### YOUR GOAL
Render every item below as a JSON list of strings, one string per line, omitting blank lines and leaving the pictures out.

* * *

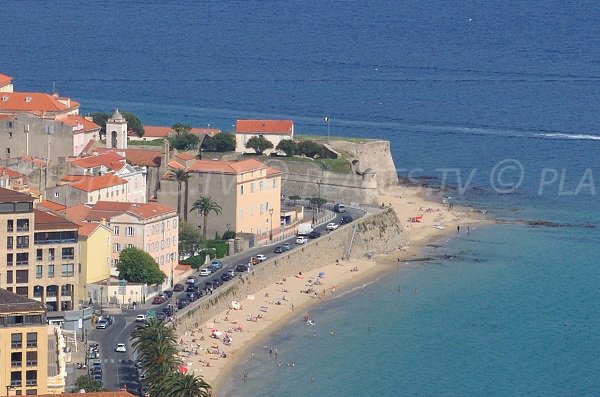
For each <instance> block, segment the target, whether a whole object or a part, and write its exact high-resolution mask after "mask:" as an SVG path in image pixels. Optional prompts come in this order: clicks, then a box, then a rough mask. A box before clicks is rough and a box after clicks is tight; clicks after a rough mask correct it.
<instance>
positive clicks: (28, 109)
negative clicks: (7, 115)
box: [0, 92, 79, 112]
mask: <svg viewBox="0 0 600 397" xmlns="http://www.w3.org/2000/svg"><path fill="white" fill-rule="evenodd" d="M78 108H79V103H78V102H75V101H72V100H71V99H69V98H59V97H56V96H54V95H50V94H42V93H39V92H0V111H4V112H19V111H20V112H31V111H40V112H66V111H69V110H75V109H78Z"/></svg>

* * *

### REPLY
[
  "For each <instance> block, segment the target, whether a whole object or a part, and write its exact high-resolution mask after \"mask:\" as an SVG path in image pixels. Optional prompts come in this order: clicks, then a box, then a rough mask. A box before clicks is rough and a box after clicks is tight; clicks after a rough mask correct it.",
  "<instance>",
  "positive clicks: (28, 109)",
  "negative clicks: (7, 115)",
  "box: [0, 92, 79, 112]",
  "mask: <svg viewBox=\"0 0 600 397\" xmlns=\"http://www.w3.org/2000/svg\"><path fill=\"white\" fill-rule=\"evenodd\" d=\"M78 108H79V103H78V102H75V101H72V100H71V99H69V98H59V97H56V96H54V95H50V94H42V93H39V92H0V111H4V112H19V111H20V112H31V111H40V112H66V111H69V110H75V109H78Z\"/></svg>"
]